▸ Assignment:
Print every one of the records verbatim, omitting nothing.

▸ Supplied material:

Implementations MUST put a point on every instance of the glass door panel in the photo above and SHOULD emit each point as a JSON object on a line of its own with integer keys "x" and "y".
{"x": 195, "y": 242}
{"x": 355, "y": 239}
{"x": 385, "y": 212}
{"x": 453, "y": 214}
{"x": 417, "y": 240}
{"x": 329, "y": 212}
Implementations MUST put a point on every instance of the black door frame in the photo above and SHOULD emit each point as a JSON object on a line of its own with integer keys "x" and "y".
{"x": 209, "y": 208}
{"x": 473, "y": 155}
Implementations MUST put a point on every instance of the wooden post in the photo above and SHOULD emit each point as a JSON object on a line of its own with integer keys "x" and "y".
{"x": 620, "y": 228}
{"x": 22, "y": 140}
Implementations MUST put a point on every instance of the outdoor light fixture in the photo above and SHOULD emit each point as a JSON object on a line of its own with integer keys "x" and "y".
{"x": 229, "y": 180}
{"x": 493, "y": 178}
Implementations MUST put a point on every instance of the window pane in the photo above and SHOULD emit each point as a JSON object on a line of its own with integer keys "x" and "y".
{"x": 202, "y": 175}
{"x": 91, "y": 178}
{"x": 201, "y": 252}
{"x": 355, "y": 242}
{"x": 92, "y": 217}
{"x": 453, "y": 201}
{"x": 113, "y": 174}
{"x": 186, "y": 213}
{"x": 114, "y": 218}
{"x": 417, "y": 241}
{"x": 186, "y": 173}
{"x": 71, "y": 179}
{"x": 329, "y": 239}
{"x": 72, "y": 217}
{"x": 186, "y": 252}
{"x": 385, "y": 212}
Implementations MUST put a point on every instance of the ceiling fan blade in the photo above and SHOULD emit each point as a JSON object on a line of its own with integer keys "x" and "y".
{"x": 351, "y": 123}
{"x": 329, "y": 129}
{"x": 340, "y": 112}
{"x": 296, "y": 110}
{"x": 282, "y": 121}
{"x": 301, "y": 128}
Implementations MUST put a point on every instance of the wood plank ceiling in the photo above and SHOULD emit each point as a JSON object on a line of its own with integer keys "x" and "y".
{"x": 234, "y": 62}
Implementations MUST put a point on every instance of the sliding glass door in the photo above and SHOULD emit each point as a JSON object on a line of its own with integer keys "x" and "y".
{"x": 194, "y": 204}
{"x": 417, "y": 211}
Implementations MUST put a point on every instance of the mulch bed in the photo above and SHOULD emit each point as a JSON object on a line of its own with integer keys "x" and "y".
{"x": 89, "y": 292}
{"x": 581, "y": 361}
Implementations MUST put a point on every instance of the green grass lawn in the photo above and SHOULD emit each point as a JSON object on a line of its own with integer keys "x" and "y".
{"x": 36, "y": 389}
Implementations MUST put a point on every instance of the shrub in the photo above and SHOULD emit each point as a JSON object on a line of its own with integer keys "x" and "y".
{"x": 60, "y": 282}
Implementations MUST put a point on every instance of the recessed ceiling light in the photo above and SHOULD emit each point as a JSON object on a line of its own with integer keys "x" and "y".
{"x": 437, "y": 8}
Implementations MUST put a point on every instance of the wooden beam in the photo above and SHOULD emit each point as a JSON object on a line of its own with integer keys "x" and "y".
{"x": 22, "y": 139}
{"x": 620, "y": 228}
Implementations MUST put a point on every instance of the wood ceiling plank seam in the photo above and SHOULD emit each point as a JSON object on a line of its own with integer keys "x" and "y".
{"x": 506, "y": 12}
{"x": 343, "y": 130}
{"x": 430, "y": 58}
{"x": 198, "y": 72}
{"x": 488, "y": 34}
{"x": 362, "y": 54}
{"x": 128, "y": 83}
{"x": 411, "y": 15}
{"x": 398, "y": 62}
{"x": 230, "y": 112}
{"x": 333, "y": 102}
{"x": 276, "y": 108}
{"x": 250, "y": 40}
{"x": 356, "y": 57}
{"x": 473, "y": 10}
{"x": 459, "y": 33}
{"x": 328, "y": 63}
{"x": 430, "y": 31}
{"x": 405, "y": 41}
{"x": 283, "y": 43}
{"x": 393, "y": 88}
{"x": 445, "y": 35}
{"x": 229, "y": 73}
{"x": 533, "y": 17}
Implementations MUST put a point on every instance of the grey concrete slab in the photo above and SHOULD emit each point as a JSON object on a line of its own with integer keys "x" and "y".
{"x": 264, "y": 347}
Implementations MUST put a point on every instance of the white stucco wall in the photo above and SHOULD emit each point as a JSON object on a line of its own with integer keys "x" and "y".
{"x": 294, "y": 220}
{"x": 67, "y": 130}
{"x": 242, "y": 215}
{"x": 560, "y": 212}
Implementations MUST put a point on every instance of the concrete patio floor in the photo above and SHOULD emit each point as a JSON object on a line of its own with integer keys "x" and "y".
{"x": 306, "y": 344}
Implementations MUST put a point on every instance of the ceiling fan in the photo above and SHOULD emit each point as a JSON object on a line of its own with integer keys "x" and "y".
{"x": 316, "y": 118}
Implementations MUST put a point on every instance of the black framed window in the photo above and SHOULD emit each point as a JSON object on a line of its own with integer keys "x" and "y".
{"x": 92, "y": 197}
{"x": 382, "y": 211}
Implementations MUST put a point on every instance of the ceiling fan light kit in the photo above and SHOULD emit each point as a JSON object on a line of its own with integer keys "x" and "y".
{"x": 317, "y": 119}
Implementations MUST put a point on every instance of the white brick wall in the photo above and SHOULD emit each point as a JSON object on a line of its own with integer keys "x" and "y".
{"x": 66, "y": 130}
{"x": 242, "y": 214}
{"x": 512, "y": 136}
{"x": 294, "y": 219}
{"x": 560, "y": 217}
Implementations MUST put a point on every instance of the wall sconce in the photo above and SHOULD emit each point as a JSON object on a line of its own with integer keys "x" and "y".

▸ Reply to the exercise:
Implementations MUST put a point on every instance of the glass door panel in the photo above and SHOULD emit each point as a JSON object on a line of its own with integer keys "x" and "y".
{"x": 195, "y": 242}
{"x": 355, "y": 239}
{"x": 385, "y": 212}
{"x": 453, "y": 214}
{"x": 417, "y": 240}
{"x": 329, "y": 212}
Implementations MUST put a point on every instance of the black door frame in the photo above and SHOULD emit each point as a JSON object on a line of its own with integer keys "x" and "y".
{"x": 209, "y": 208}
{"x": 473, "y": 155}
Implementations MUST put a point on every instance of the wooden post in the photo above and SHOULD emit each point as a JSON object on a line of its own with integer keys "x" and "y".
{"x": 620, "y": 228}
{"x": 22, "y": 140}
Implementations MUST put a point on every instance of the outdoor light fixture in the photo above and SHOULD emit each point as a JSON object on a line of its own with integer keys "x" and "y".
{"x": 229, "y": 180}
{"x": 493, "y": 178}
Implementations MUST put a point on every instance of the window pane in the photo above and SHOULD emit each point as a JSON object on a line of its own with integer keys "x" and "y".
{"x": 202, "y": 175}
{"x": 91, "y": 178}
{"x": 201, "y": 252}
{"x": 355, "y": 242}
{"x": 92, "y": 217}
{"x": 453, "y": 201}
{"x": 113, "y": 174}
{"x": 186, "y": 213}
{"x": 114, "y": 218}
{"x": 417, "y": 241}
{"x": 186, "y": 173}
{"x": 71, "y": 179}
{"x": 329, "y": 239}
{"x": 72, "y": 217}
{"x": 186, "y": 252}
{"x": 385, "y": 212}
Implementations MUST put a point on every instance of the ceiling fan blade in the photo above and SHOULD emit each point as a JSON object on a line of its own with integer keys "x" and "y".
{"x": 351, "y": 123}
{"x": 329, "y": 129}
{"x": 340, "y": 112}
{"x": 296, "y": 110}
{"x": 282, "y": 121}
{"x": 301, "y": 128}
Implementations MUST put a point on every instance of the wood plank ceiling in the photo above and SHOULD emit each point as a JSON object on a line of its own with integer keys "x" and "y".
{"x": 234, "y": 62}
Implementations MUST put a point on every instance of the sliding glass door in the photo above and SHOULD emit each point as a JSON object on a line of its own with integer keys "x" and "y".
{"x": 194, "y": 204}
{"x": 417, "y": 211}
Implementations MUST put a point on every instance of the mulch bed in the photo above and SHOULD emit each point as a JSON object on a line of its own with integer keys "x" and "y".
{"x": 89, "y": 292}
{"x": 581, "y": 361}
Implementations MUST put a point on every instance of the green grass lawn in the photo above and SHOULD emit each point as a JSON object on a line of its own with integer keys "x" and "y".
{"x": 36, "y": 389}
Implementations MUST put a point on every instance of the shrub in the photo above and SHOULD emit each point as a JSON object on a line of its own with integer keys "x" and "y".
{"x": 60, "y": 282}
Implementations MUST put a point on every instance of the recessed ceiling light in the photo above and SHOULD emit each point as a JSON object on a line of its own with integer keys "x" and "y".
{"x": 437, "y": 8}
Implementations MUST put a point on every instance of the wooden beam in the photo above and SHOULD emit each point as a JSON object on a line of its own with integer keys "x" and "y".
{"x": 22, "y": 139}
{"x": 620, "y": 228}
Implementations MUST put a point on every instance of the wood ceiling plank seam in the photo above and SHOULD emit each point as a JSON object on a line of its own with integer keys "x" and "y".
{"x": 506, "y": 12}
{"x": 343, "y": 130}
{"x": 430, "y": 58}
{"x": 198, "y": 72}
{"x": 488, "y": 34}
{"x": 362, "y": 54}
{"x": 128, "y": 83}
{"x": 411, "y": 15}
{"x": 398, "y": 62}
{"x": 230, "y": 112}
{"x": 333, "y": 102}
{"x": 276, "y": 108}
{"x": 250, "y": 40}
{"x": 356, "y": 57}
{"x": 473, "y": 10}
{"x": 459, "y": 33}
{"x": 328, "y": 63}
{"x": 430, "y": 31}
{"x": 405, "y": 41}
{"x": 283, "y": 43}
{"x": 393, "y": 88}
{"x": 445, "y": 35}
{"x": 229, "y": 73}
{"x": 533, "y": 17}
Implementations MUST put a point on every instance of the grey concrete slab in the photo above and SHOULD emit each point as a JSON object on a line of its own with integer keys "x" and "y".
{"x": 264, "y": 347}
Implementations MUST put a point on every instance of the white stucco wall in the photo above and SHOULD emit each point as a JSON object on a line of its own with integer keys "x" and "y".
{"x": 294, "y": 220}
{"x": 67, "y": 130}
{"x": 242, "y": 215}
{"x": 560, "y": 212}
Implementations MUST put a point on every instance of the concrete patio floor in the photo above and SHOULD emit each point as a JSON object on a line of its own with integer keys "x" and "y".
{"x": 306, "y": 344}
Implementations MUST put a point on every instance of the ceiling fan in the photo above and SHOULD emit each point as a JSON object on a line of its own with integer keys "x" and "y".
{"x": 316, "y": 118}
Implementations MUST put a point on every instance of the black framed window in the photo above and SHOULD emit each point as a JSON object on a line of its own with integer keys "x" and "y".
{"x": 92, "y": 197}
{"x": 382, "y": 211}
Implementations MUST put a point on every instance of the ceiling fan light kit in the photo above and SHOULD emit each point as a JSON object on a line of its own with integer keys "x" and "y".
{"x": 317, "y": 119}
Implementations MUST put a point on every instance of the white brick wall in the photo above and SHOULD emit each point as a JSON object on a line of its own with integer keys "x" and "y".
{"x": 66, "y": 130}
{"x": 242, "y": 214}
{"x": 512, "y": 136}
{"x": 294, "y": 219}
{"x": 560, "y": 217}
Implementations MUST put a point on every instance of the wall sconce in the photo above and SHOULD emit each point as a JSON object on a line of its own with integer keys "x" and "y".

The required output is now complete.